▶ **À faire**
Redonnez à l'identique, s'il vous plaît, l'intégralité du texte sur le recueil de poèmes de Gaza.

==== Document source ====

« Que ma mort apporte l’espoir », poésie de Gaza

Publié le par FSC

Orient XXI du 18 octobre 2024
Nada Yafi
A été interprète officielle pour la langue arabe, diplomate, directrice du centre de langue et de civilisation arabes à l’Institut du monde arabe (IMA). Elle publie en janvier 2023 « Plaidoyer pour la langue arabe » dans la collection Orient XXI chez Libertalia.

 

« Que ma mort apporte l’espoir », poèmes de Gaza
Collection Orient XXI aux éditions Libertalia.
Sélection, traduction et préface de Nada Yafi.
Postface de Karim Kattan.
200 pages.
10 euros.

 

Le recueil, publié aux éditions Libertalia dans la collection Orient XXI, présente une cinquantaine de poèmes dont les auteurs et autrices viennent toutes et tous de Gaza. Écrits pour la grande majorité en arabe, ils ont été traduits par l’ancienne diplomate et interprète Nada Yafi, qui signe également la préface de l’ouvrage. L’écrivain palestinien Karim Kattan a également offert une postface au livre.

==== Extraits de données ====

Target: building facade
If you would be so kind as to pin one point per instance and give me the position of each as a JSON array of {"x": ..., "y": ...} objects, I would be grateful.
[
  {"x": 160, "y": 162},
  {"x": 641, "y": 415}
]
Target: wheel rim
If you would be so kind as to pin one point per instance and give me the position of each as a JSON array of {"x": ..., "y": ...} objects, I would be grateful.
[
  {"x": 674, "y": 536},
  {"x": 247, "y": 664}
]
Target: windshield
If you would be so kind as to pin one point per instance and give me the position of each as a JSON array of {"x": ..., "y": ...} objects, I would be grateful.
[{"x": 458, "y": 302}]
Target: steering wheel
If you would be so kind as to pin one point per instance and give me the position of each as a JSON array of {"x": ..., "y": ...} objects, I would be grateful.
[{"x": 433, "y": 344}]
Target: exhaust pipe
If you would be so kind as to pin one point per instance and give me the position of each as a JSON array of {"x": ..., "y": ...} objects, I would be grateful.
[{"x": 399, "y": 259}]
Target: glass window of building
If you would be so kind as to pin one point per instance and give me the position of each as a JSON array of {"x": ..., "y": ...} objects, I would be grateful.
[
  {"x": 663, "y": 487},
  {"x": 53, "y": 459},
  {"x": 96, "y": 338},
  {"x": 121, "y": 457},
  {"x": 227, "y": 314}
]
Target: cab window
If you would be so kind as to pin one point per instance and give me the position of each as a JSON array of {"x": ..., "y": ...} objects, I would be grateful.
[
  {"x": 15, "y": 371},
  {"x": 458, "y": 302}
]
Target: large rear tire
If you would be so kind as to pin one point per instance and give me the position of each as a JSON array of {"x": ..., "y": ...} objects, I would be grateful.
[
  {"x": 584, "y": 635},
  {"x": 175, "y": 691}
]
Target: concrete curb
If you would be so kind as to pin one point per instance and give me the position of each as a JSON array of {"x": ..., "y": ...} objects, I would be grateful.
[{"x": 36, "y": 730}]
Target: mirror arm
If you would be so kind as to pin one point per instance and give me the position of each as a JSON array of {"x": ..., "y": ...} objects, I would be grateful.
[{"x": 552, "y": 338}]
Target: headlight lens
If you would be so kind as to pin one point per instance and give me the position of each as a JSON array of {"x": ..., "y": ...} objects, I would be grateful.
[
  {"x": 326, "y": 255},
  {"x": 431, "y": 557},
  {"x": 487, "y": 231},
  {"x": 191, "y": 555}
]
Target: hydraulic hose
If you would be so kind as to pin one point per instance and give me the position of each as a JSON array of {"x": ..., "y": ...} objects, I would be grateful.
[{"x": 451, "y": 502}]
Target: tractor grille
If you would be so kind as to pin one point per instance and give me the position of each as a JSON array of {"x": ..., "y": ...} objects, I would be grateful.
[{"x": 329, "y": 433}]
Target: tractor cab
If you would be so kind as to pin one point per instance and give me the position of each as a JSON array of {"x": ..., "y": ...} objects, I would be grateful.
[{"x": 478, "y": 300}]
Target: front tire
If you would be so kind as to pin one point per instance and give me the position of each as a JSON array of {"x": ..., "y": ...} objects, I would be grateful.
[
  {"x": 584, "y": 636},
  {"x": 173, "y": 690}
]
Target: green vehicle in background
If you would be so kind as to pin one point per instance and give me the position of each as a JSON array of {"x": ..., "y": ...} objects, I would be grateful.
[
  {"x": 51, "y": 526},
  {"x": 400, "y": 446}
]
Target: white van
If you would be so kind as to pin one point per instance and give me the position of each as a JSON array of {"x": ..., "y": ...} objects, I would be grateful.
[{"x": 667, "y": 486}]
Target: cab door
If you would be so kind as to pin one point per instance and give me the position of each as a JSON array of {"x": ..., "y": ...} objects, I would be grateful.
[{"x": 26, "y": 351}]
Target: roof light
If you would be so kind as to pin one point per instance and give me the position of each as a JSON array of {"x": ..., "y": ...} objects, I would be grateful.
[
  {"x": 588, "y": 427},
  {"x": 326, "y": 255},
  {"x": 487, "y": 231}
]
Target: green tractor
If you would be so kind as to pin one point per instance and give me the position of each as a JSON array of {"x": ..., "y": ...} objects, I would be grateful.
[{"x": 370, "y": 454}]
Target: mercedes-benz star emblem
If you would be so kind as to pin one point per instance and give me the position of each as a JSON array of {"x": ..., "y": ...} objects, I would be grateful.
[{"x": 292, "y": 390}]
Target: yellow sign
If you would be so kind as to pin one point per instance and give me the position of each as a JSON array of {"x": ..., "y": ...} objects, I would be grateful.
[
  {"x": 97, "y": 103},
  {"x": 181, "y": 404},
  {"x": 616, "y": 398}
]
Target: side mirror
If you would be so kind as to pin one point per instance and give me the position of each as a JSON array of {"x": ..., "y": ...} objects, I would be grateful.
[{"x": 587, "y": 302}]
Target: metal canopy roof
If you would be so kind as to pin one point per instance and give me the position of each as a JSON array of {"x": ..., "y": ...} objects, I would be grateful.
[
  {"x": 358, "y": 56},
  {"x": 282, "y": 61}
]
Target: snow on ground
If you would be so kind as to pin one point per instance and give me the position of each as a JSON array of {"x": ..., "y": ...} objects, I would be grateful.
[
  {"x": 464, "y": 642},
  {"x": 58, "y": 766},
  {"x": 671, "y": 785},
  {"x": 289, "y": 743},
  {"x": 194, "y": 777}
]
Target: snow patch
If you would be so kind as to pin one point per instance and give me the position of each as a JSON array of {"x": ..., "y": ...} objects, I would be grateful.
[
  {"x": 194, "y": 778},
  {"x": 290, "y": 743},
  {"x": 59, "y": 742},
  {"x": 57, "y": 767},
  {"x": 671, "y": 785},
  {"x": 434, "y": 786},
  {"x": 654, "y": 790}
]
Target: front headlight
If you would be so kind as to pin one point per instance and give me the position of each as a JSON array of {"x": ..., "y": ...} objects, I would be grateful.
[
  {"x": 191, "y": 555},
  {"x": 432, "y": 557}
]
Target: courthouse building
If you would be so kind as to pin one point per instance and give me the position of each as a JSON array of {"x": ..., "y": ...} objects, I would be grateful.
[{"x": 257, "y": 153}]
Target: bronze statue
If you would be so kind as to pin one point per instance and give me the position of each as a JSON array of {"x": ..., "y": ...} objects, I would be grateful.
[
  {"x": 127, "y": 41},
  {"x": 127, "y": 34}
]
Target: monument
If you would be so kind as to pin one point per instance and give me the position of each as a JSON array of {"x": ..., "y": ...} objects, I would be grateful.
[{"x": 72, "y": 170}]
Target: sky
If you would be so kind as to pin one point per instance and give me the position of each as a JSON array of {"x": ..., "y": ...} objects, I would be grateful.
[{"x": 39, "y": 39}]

====

▶ **Résultat**
« Que ma mort apporte l’espoir », poésie de Gaza

Publié le par FSC

Orient XXI du 18 octobre 2024
Nada Yafi
A été interprète officielle pour la langue arabe, diplomate, directrice du centre de langue et de civilisation arabes à l’Institut du monde arabe (IMA). Elle publie en janvier 2023 « Plaidoyer pour la langue arabe » dans la collection Orient XXI chez Libertalia.

 

« Que ma mort apporte l’espoir », poèmes de Gaza
Collection Orient XXI aux éditions Libertalia.
Sélection, traduction et préface de Nada Yafi.
Postface de Karim Kattan.
200 pages.
10 euros.

 

Le recueil, publié aux éditions Libertalia dans la collection Orient XXI, présente une cinquantaine de poèmes dont les auteurs et autrices viennent toutes et tous de Gaza. Écrits pour la grande majorité en arabe, ils ont été traduits par l’ancienne diplomate et interprète Nada Yafi, qui signe également la préface de l’ouvrage. L’écrivain palestinien Karim Kattan a également offert une postface au livre.